• _Extrait du texte_
=-=-=

Le roman de René avec Hortense Allart ne le diminue donc pas à mes yeux. Et pourquoi le dimiminuerait-il plus que ses romans avec Pauline de Beaumont, la marquise de Custine ou la duchesse de Mouchy ? Est-ce parce qu’il avait alors soixante ans et qu’Hortense n’était qu’une roturière ? Mais l’amour n’a pas besoin de quartiers de noblesse ; de beaux yeux valent bien un blason, surtout si l’esprit les anime, comme c’était le cas de ceux d’Hortense. Et quant à l’âge avancé de Chateaubriand, je ne vois pas pourquoi on le lui imputerait à crime. J’aurais plutôt envie de lui reprocher, comme Sainte-Beuve, d’avoir rougi de cet amour d’automne, en le passant sous silence dans ses Mémoires d’Outre-tombe. Car les roses de l’arrière-saison ont plus de charme que celles de l’été, et je ne sais rien de plus glorieux pour un sexagénaire que d’inspirer encore de l’amour à une femme de vingt-cinq ans. On m’objectera peut-être que c’était son illustration plus que son beau physique qui avait séduit Hortense. Je le veux bien ; cependant elle avoue dans ses Enchantements qu’il était encore fort désirable à cet âge, et nous savons par ailleurs qu’à la même époque il prit plus d’un jeune cœur dans ses filets toujours tendus.

=-=-=

• _Données fournies_
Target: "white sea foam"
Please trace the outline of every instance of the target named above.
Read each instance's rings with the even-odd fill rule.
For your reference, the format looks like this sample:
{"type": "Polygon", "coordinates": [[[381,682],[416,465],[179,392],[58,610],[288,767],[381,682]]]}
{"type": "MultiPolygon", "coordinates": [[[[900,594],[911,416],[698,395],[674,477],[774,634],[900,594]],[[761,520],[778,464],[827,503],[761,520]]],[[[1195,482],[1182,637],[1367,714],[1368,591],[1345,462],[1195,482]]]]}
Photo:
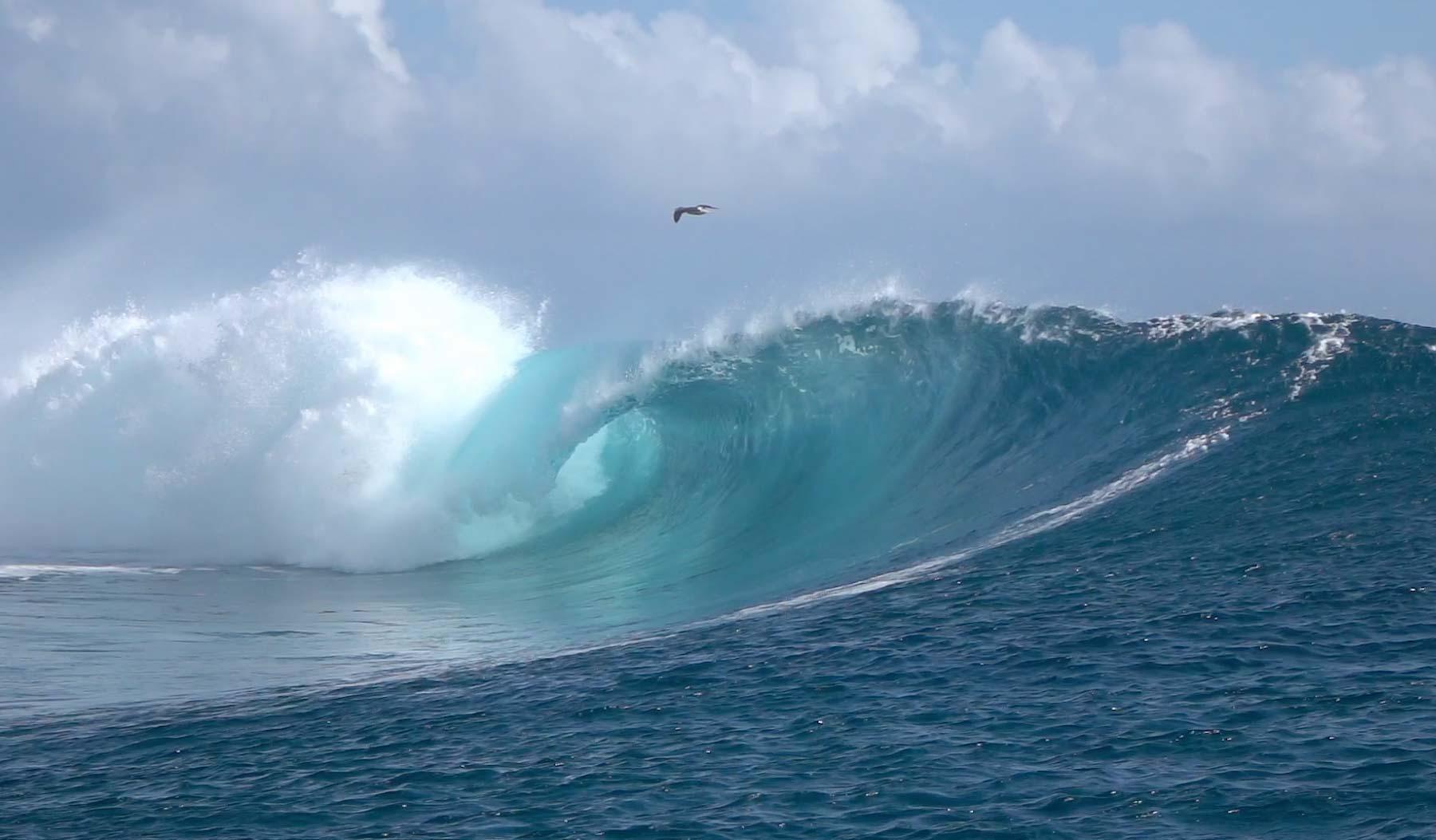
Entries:
{"type": "Polygon", "coordinates": [[[461,514],[425,459],[537,332],[461,277],[313,261],[182,312],[99,314],[0,382],[0,540],[356,570],[452,557],[461,514]]]}

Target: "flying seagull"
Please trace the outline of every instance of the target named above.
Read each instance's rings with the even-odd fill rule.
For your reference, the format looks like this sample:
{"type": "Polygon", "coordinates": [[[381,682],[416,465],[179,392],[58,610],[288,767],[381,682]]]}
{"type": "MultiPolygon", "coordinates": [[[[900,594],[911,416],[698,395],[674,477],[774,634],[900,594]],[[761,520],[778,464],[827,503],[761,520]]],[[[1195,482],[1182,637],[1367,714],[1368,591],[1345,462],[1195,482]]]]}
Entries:
{"type": "Polygon", "coordinates": [[[682,218],[685,214],[686,215],[704,215],[705,213],[712,213],[714,210],[718,210],[718,208],[714,207],[712,204],[698,204],[695,207],[675,207],[673,208],[673,224],[678,224],[678,220],[682,218]]]}

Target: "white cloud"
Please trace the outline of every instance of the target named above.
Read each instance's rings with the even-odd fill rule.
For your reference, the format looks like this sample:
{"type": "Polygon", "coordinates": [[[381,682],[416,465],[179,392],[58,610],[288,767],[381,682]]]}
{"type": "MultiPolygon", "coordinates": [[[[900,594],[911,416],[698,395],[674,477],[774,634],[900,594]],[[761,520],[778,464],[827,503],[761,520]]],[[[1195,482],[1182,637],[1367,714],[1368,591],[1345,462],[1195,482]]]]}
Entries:
{"type": "MultiPolygon", "coordinates": [[[[979,191],[994,214],[1436,224],[1420,57],[1271,73],[1176,23],[1099,59],[1020,22],[919,29],[892,0],[758,9],[742,29],[452,0],[409,30],[418,13],[381,0],[0,0],[0,182],[26,195],[0,218],[0,273],[215,230],[250,251],[467,258],[540,218],[549,241],[602,224],[582,207],[719,197],[820,197],[819,220],[886,195],[896,227],[979,191]]],[[[1396,243],[1409,276],[1423,243],[1396,243]]]]}
{"type": "Polygon", "coordinates": [[[369,47],[369,55],[385,73],[399,82],[409,80],[404,56],[389,43],[388,26],[383,22],[383,0],[330,0],[329,7],[335,10],[335,14],[353,22],[355,29],[359,30],[369,47]]]}

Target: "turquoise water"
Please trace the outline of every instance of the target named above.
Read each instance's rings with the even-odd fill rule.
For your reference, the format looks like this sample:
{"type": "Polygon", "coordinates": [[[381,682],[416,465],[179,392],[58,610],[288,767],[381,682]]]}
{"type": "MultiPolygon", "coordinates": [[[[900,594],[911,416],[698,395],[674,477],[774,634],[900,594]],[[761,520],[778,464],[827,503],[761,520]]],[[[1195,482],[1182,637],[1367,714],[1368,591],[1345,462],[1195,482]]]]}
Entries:
{"type": "MultiPolygon", "coordinates": [[[[46,428],[103,439],[131,382],[169,393],[155,330],[46,428]]],[[[279,530],[261,478],[329,403],[266,392],[182,504],[86,491],[82,547],[0,559],[0,824],[1429,836],[1433,347],[1357,316],[883,300],[524,350],[458,421],[425,415],[382,491],[310,511],[325,531],[279,530]],[[214,500],[264,538],[86,527],[214,500]],[[358,549],[316,549],[336,540],[358,549]]],[[[210,362],[187,388],[228,382],[210,362]]],[[[7,416],[86,375],[36,378],[7,416]]],[[[149,462],[213,428],[155,432],[149,462]]]]}

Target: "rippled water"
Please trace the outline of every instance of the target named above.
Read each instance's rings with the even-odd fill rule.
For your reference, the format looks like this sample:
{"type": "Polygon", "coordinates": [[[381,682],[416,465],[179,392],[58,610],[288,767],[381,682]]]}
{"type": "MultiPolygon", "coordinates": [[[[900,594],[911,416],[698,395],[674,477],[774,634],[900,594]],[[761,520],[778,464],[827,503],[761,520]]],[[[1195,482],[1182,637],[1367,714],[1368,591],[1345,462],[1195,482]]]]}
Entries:
{"type": "Polygon", "coordinates": [[[988,484],[905,468],[807,553],[760,505],[646,574],[612,528],[393,574],[9,557],[0,833],[1432,837],[1436,340],[1340,327],[1068,339],[964,391],[1018,392],[1011,434],[903,438],[988,484]]]}

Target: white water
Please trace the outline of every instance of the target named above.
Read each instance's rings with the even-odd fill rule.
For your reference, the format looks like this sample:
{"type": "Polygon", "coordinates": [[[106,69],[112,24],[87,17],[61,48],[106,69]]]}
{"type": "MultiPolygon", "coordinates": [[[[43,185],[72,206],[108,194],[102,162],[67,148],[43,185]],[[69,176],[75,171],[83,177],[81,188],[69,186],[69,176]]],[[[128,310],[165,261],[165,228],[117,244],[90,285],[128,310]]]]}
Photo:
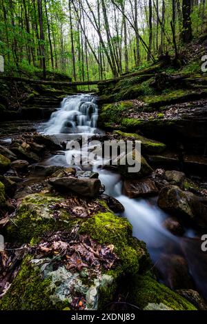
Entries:
{"type": "Polygon", "coordinates": [[[46,125],[45,134],[92,133],[98,118],[98,107],[92,96],[79,94],[65,98],[46,125]]]}
{"type": "MultiPolygon", "coordinates": [[[[91,96],[76,95],[63,99],[60,109],[54,112],[48,121],[45,132],[49,134],[61,132],[92,134],[95,130],[98,108],[91,96]],[[89,110],[92,109],[92,113],[89,110]],[[69,125],[66,126],[66,122],[69,125]]],[[[56,155],[48,160],[47,164],[67,165],[75,150],[66,151],[65,156],[56,155]]],[[[84,156],[82,156],[84,159],[84,156]]],[[[112,173],[101,168],[103,161],[91,161],[88,165],[94,172],[99,174],[99,179],[105,185],[105,192],[113,196],[125,207],[123,216],[126,217],[132,225],[133,235],[144,241],[148,247],[151,257],[156,261],[162,247],[170,243],[176,245],[178,239],[168,232],[162,226],[166,214],[161,210],[155,202],[144,199],[130,199],[122,194],[122,181],[119,174],[112,173]]]]}

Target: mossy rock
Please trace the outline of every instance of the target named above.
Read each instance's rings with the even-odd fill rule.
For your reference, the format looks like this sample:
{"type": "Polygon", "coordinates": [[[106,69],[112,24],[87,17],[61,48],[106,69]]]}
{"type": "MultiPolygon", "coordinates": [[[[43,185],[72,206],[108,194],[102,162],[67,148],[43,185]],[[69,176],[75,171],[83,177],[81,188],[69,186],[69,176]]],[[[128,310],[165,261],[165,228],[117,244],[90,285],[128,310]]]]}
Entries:
{"type": "Polygon", "coordinates": [[[10,168],[11,161],[9,159],[0,154],[0,174],[5,173],[10,168]]]}
{"type": "Polygon", "coordinates": [[[136,133],[126,133],[120,130],[116,130],[115,134],[119,135],[121,139],[140,141],[141,150],[143,150],[146,153],[159,154],[166,148],[166,145],[163,143],[147,139],[136,133]]]}
{"type": "Polygon", "coordinates": [[[32,265],[31,259],[31,256],[25,259],[10,288],[0,301],[0,310],[63,310],[69,303],[52,303],[50,298],[51,279],[44,279],[39,268],[32,265]]]}
{"type": "Polygon", "coordinates": [[[5,187],[2,182],[0,181],[0,207],[3,207],[6,204],[5,198],[5,187]]]}
{"type": "Polygon", "coordinates": [[[41,193],[24,198],[13,219],[16,225],[11,223],[7,227],[8,240],[29,243],[50,231],[71,230],[81,219],[72,218],[63,208],[57,219],[54,217],[52,205],[64,201],[63,197],[41,193]]]}
{"type": "Polygon", "coordinates": [[[29,255],[1,299],[1,310],[63,310],[70,308],[73,298],[80,296],[86,298],[88,310],[102,309],[115,298],[118,282],[126,274],[142,273],[151,267],[145,243],[132,238],[132,226],[127,219],[116,216],[105,202],[99,201],[106,212],[80,219],[72,219],[61,211],[58,221],[52,217],[50,205],[63,201],[63,197],[51,194],[36,194],[25,198],[13,219],[16,225],[8,227],[8,234],[13,238],[17,235],[19,241],[33,245],[46,232],[71,229],[78,222],[79,234],[87,234],[99,243],[114,245],[114,252],[119,258],[118,264],[97,274],[90,268],[68,270],[61,262],[53,267],[51,256],[39,259],[29,255]]]}
{"type": "Polygon", "coordinates": [[[159,283],[150,276],[135,276],[129,287],[130,303],[140,308],[150,303],[163,304],[174,310],[196,310],[187,300],[165,285],[159,283]]]}

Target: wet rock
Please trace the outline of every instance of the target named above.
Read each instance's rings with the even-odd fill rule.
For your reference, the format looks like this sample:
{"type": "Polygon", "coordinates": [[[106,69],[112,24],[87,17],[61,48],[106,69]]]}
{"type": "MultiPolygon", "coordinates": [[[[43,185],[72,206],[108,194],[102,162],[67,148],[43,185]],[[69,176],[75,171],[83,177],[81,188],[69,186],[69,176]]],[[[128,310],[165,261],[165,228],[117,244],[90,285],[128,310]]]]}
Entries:
{"type": "Polygon", "coordinates": [[[153,171],[144,157],[140,156],[135,150],[133,150],[132,154],[130,152],[126,155],[120,155],[118,156],[117,161],[118,171],[125,179],[143,178],[149,175],[153,171]],[[132,155],[133,161],[135,161],[134,165],[128,163],[128,161],[132,160],[132,155]],[[137,170],[137,167],[141,165],[139,171],[137,170]]]}
{"type": "Polygon", "coordinates": [[[168,170],[165,172],[165,178],[172,185],[179,185],[185,179],[185,174],[176,170],[168,170]]]}
{"type": "Polygon", "coordinates": [[[92,171],[77,171],[76,175],[78,178],[99,179],[98,172],[92,171]]]}
{"type": "Polygon", "coordinates": [[[0,145],[0,154],[11,161],[17,160],[17,156],[7,148],[0,145]]]}
{"type": "Polygon", "coordinates": [[[63,178],[67,176],[75,176],[76,174],[76,169],[75,168],[63,168],[61,170],[57,170],[52,173],[52,178],[63,178]]]}
{"type": "Polygon", "coordinates": [[[188,223],[207,227],[207,207],[192,192],[182,191],[177,185],[166,185],[161,190],[157,203],[160,208],[188,223]]]}
{"type": "Polygon", "coordinates": [[[148,161],[150,165],[155,168],[161,168],[165,170],[178,169],[180,162],[178,156],[173,153],[163,153],[157,155],[148,155],[148,161]]]}
{"type": "Polygon", "coordinates": [[[40,134],[35,134],[33,136],[34,141],[37,144],[46,146],[47,150],[55,151],[61,150],[61,145],[55,143],[55,139],[48,135],[41,135],[40,134]]]}
{"type": "Polygon", "coordinates": [[[35,142],[32,142],[30,143],[31,149],[35,153],[41,153],[46,150],[46,146],[43,145],[37,144],[35,142]]]}
{"type": "Polygon", "coordinates": [[[191,289],[194,283],[186,259],[177,254],[162,254],[156,263],[165,285],[172,290],[191,289]]]}
{"type": "Polygon", "coordinates": [[[0,181],[4,185],[5,192],[10,198],[12,198],[17,190],[17,183],[7,176],[0,175],[0,181]]]}
{"type": "Polygon", "coordinates": [[[124,212],[124,205],[115,198],[108,196],[106,194],[102,194],[101,197],[106,201],[107,205],[112,212],[115,213],[124,212]]]}
{"type": "Polygon", "coordinates": [[[3,210],[6,207],[5,187],[0,181],[0,217],[3,216],[3,210]]]}
{"type": "MultiPolygon", "coordinates": [[[[79,201],[83,199],[82,207],[86,205],[86,209],[92,203],[99,204],[97,210],[92,208],[92,216],[72,215],[66,209],[64,196],[38,194],[22,200],[13,218],[17,225],[10,222],[7,235],[15,241],[30,243],[32,253],[24,256],[15,279],[0,301],[1,310],[76,310],[80,305],[86,310],[101,309],[106,301],[114,300],[118,283],[126,275],[136,274],[139,268],[149,269],[151,263],[145,244],[133,240],[128,221],[115,215],[101,200],[81,198],[79,201]],[[86,236],[90,258],[83,254],[86,246],[80,241],[83,236],[86,236]],[[79,253],[64,253],[69,243],[70,248],[76,244],[79,253]],[[50,244],[54,246],[51,251],[50,244]],[[103,265],[100,258],[95,259],[100,265],[97,262],[91,264],[99,248],[103,265]],[[113,257],[106,263],[110,272],[106,274],[107,253],[113,257]],[[116,256],[115,262],[112,254],[116,256]]],[[[80,207],[77,200],[76,197],[70,211],[80,207]]]]}
{"type": "Polygon", "coordinates": [[[182,252],[197,290],[207,298],[206,239],[184,237],[180,241],[182,252]]]}
{"type": "Polygon", "coordinates": [[[173,310],[173,308],[166,306],[163,303],[156,304],[155,303],[149,303],[144,308],[144,310],[173,310]]]}
{"type": "Polygon", "coordinates": [[[163,284],[159,283],[151,276],[134,276],[128,284],[127,291],[130,303],[141,309],[146,307],[154,310],[159,307],[174,310],[196,310],[189,301],[163,284]]]}
{"type": "Polygon", "coordinates": [[[101,181],[96,179],[77,179],[71,176],[51,178],[49,183],[57,190],[72,191],[83,196],[93,197],[99,193],[101,181]]]}
{"type": "Polygon", "coordinates": [[[19,159],[23,159],[31,163],[39,162],[40,157],[30,150],[30,145],[23,145],[18,141],[13,142],[10,149],[14,152],[19,159]]]}
{"type": "Polygon", "coordinates": [[[0,154],[0,174],[3,174],[10,166],[10,160],[0,154]]]}
{"type": "Polygon", "coordinates": [[[16,160],[11,163],[11,168],[18,172],[27,171],[29,163],[26,160],[16,160]]]}
{"type": "Polygon", "coordinates": [[[141,150],[146,153],[159,154],[166,148],[166,145],[163,143],[147,139],[137,133],[125,133],[120,130],[115,130],[114,134],[119,137],[119,139],[140,141],[141,150]]]}
{"type": "Polygon", "coordinates": [[[194,305],[196,308],[200,310],[207,310],[207,303],[201,296],[195,290],[192,289],[179,289],[176,292],[187,301],[194,305]]]}
{"type": "Polygon", "coordinates": [[[130,198],[153,196],[158,193],[154,181],[149,179],[141,180],[125,180],[124,193],[130,198]]]}
{"type": "Polygon", "coordinates": [[[175,235],[182,235],[184,233],[183,226],[175,217],[168,217],[164,221],[162,225],[175,235]]]}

=-=-=

• _Consigne_
Indiquez, d'après l'extrait sur Chateaubriand et Hortense Allart, dans quel ouvrage Chateaubriand a passé sous silence son amour pour Hortense. Pour répondre, appuyez-vous uniquement sur l'extrait.

• _Résultat obtenu_
Il l'a passé sous silence dans ses Mémoires d'Outre-tombe.